_TASK INSTRUCTIONS:_ In the records below, extract every line starting with the one that contains "One marker per instance of the poster of woman" and continuing through the last line of the records, and reproduce them verbatim.

_GIVEN DATA:_

━━━━━━━━━━━━━━━━━━━━

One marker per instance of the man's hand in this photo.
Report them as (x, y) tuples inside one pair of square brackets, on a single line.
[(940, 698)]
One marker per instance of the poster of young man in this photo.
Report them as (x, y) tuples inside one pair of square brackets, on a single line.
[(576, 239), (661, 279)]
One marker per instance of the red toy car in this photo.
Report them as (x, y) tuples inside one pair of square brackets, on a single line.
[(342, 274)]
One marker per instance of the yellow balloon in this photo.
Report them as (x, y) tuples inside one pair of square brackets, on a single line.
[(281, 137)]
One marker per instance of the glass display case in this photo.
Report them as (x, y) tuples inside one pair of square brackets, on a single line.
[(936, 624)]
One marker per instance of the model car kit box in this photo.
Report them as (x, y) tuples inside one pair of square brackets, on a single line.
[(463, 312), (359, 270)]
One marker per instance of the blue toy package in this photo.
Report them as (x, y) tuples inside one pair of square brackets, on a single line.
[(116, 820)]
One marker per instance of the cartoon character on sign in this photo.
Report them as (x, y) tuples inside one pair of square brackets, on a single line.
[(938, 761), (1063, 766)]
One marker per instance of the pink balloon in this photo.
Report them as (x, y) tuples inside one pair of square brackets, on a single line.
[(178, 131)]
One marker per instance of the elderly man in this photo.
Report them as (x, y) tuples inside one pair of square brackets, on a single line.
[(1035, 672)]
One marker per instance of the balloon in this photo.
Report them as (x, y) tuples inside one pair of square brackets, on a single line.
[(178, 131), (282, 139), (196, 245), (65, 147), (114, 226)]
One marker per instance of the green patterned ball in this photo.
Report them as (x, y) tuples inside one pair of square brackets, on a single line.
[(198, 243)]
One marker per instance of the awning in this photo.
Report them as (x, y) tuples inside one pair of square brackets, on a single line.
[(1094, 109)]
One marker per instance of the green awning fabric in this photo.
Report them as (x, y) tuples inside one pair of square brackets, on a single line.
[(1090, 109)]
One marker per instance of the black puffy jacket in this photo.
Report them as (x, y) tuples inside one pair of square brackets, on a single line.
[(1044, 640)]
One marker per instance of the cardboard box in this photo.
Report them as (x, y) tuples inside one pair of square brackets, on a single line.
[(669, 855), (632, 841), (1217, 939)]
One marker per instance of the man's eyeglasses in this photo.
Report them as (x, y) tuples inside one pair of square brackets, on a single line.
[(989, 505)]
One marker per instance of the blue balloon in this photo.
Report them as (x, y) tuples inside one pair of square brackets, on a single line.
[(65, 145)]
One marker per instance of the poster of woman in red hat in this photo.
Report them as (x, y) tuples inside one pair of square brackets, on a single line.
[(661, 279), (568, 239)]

━━━━━━━━━━━━━━━━━━━━

_TASK ANSWER:_
One marker per instance of the poster of woman in red hat in this photo.
Report them as (x, y) tuples inside one pair of square brackets, on a single line.
[(661, 279), (568, 239)]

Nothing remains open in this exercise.